→ **DO THIS**:
Turn the lines starting at the one that contains "the window in" and ending at the one that contains "point(541, 184)", both included, into a JSON list of strings with one string per line and no blank lines.

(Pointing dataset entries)
_ _ _ _ _
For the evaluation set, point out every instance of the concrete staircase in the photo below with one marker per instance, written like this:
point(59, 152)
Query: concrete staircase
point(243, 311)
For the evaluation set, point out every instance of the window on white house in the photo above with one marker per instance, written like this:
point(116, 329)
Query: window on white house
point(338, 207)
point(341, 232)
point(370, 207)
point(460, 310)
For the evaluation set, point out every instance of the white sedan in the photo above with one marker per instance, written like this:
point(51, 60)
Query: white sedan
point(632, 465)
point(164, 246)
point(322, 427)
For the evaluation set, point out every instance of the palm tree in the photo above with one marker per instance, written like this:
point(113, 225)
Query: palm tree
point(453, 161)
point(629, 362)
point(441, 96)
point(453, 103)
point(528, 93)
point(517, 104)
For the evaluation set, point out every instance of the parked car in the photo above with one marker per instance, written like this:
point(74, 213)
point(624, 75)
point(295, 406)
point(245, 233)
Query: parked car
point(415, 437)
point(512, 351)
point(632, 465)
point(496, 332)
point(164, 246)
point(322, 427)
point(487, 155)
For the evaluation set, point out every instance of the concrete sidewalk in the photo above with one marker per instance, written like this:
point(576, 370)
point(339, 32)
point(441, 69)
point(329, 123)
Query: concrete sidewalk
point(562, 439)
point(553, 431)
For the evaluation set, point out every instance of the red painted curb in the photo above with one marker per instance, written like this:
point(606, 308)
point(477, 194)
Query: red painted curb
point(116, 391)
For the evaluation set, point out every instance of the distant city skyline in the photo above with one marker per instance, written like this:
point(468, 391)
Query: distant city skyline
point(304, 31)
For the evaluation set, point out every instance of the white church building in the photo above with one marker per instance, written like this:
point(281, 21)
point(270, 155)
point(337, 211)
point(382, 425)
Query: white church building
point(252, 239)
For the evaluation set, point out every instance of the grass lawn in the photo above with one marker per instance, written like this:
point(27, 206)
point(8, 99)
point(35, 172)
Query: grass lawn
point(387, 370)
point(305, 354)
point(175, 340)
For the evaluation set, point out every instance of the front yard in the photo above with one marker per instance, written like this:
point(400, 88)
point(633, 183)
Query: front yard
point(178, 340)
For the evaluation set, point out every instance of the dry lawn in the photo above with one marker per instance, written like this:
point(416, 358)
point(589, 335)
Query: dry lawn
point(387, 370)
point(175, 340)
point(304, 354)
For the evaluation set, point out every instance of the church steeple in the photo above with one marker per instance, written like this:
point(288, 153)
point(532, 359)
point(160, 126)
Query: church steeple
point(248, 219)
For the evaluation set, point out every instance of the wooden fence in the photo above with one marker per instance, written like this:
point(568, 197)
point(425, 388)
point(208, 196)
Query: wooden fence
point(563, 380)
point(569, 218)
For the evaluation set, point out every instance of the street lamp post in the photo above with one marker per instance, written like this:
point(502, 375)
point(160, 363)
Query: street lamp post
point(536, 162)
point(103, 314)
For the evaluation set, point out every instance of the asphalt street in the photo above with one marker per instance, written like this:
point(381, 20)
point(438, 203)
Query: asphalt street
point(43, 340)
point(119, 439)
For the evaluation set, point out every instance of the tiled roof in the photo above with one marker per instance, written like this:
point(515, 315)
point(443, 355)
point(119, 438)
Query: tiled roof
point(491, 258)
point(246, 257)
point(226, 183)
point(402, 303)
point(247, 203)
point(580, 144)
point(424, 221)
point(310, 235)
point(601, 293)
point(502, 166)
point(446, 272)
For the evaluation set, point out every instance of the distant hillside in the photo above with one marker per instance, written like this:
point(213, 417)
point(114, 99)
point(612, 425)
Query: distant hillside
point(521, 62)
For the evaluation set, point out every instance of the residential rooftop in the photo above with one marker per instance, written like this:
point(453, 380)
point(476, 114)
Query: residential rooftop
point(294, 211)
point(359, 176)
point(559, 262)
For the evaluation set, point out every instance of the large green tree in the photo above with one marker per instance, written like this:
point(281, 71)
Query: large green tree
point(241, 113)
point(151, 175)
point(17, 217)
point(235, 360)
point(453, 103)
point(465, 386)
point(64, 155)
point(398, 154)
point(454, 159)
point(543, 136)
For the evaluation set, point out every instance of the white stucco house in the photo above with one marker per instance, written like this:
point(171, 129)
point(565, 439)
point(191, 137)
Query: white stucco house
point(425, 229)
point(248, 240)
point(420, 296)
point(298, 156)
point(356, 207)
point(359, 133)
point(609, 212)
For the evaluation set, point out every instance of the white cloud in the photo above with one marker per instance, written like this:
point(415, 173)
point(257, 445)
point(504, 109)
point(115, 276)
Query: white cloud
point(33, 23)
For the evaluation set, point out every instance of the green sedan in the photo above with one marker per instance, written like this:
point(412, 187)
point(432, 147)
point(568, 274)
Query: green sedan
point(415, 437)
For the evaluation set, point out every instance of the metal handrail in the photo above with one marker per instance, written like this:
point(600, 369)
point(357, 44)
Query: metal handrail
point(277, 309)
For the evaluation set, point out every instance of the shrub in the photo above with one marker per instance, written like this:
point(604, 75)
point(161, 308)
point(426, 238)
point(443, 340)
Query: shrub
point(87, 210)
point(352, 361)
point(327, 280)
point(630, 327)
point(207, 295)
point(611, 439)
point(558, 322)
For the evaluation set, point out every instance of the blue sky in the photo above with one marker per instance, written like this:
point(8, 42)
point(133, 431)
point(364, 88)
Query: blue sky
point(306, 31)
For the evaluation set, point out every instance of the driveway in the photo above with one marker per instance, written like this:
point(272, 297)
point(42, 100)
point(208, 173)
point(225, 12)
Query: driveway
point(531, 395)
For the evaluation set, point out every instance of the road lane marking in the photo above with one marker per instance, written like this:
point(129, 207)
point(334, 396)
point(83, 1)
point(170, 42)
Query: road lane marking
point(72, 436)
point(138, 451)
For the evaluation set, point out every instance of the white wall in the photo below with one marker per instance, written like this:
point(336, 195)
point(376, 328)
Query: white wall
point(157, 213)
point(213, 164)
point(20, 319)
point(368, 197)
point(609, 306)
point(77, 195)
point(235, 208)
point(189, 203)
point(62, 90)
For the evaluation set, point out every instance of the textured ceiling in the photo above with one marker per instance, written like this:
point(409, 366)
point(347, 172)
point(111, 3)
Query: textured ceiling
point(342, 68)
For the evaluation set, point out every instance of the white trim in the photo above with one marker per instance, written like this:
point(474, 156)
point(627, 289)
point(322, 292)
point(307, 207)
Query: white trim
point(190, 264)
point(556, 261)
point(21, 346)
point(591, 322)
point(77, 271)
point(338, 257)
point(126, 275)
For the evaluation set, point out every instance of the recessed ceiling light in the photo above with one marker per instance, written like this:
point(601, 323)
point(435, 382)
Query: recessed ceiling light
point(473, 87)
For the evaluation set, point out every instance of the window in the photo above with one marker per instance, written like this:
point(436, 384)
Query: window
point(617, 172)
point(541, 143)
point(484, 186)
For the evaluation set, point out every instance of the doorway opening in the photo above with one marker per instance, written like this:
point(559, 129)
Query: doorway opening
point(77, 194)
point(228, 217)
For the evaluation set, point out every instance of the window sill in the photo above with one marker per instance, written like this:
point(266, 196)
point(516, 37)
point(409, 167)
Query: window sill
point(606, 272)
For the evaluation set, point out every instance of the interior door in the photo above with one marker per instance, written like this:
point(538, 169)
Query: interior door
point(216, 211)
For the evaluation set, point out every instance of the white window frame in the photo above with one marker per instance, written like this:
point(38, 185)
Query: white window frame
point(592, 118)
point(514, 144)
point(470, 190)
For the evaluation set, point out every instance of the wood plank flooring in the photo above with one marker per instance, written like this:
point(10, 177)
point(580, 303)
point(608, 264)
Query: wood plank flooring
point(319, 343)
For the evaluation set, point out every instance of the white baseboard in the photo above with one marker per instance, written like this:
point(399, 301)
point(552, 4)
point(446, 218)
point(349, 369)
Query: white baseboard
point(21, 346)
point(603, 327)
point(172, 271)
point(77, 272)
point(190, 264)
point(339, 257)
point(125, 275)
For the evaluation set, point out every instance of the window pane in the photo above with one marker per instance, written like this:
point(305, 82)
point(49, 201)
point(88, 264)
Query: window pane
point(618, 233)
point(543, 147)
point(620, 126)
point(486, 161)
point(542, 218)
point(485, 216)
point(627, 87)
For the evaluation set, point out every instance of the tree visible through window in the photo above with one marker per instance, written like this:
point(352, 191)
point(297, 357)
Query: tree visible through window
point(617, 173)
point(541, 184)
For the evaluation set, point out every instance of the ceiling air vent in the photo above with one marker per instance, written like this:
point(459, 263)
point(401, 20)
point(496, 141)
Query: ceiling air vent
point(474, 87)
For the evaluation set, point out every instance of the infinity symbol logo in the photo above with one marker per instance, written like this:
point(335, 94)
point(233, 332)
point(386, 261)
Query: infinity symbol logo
_ _ _ _ _
→ **RESULT**:
[
  "For the evaluation set, point out every instance of the window in the photo above with one marker per instance, written like this:",
  "point(436, 384)",
  "Query: window",
  "point(617, 172)",
  "point(541, 143)",
  "point(484, 186)",
  "For the evaluation set, point out every instance of the doorway opening in the photo above with one marker per instance, written like this:",
  "point(559, 129)",
  "Query: doorway opening",
  "point(77, 194)",
  "point(228, 217)",
  "For the evaluation set, point out every instance of the window sill in the photo above with one marker per instance, written like this:",
  "point(266, 196)",
  "point(516, 37)",
  "point(409, 167)",
  "Query: window sill",
  "point(606, 272)",
  "For the evaluation set, point out every instance of the interior door in the photo above with one marker per instance, written like this:",
  "point(538, 169)",
  "Query: interior door",
  "point(216, 211)",
  "For the evaluation set, point out every instance of the white window frame in the photo above with one marker per instance, written like this:",
  "point(38, 185)",
  "Query: white window frame",
  "point(592, 118)",
  "point(514, 144)",
  "point(470, 190)",
  "For the evaluation set, point out every instance of the wood plank flooring in the photo above with one marker per instance, written like this:",
  "point(10, 177)",
  "point(580, 303)",
  "point(608, 264)",
  "Query: wood plank flooring",
  "point(319, 343)",
  "For the evaluation set, point out every instance of the white baseboard in the photo above with one marker per instance, written like this:",
  "point(399, 301)",
  "point(552, 4)",
  "point(446, 218)",
  "point(349, 369)",
  "Query: white baseboard",
  "point(21, 346)",
  "point(603, 327)",
  "point(172, 271)",
  "point(77, 272)",
  "point(190, 264)",
  "point(339, 257)",
  "point(125, 275)",
  "For the evaluation set, point out every instance of the window pane in the photo above with one marker per instance, written like this:",
  "point(305, 82)",
  "point(49, 201)",
  "point(88, 264)",
  "Query: window pane",
  "point(618, 233)",
  "point(543, 147)",
  "point(620, 126)",
  "point(486, 161)",
  "point(542, 218)",
  "point(485, 216)",
  "point(627, 87)",
  "For the evaluation set, point out every instance of the tree visible through window in the photo above with one marker per instance, written like this:",
  "point(352, 191)",
  "point(297, 357)",
  "Query: tree visible through window",
  "point(617, 173)",
  "point(541, 184)"
]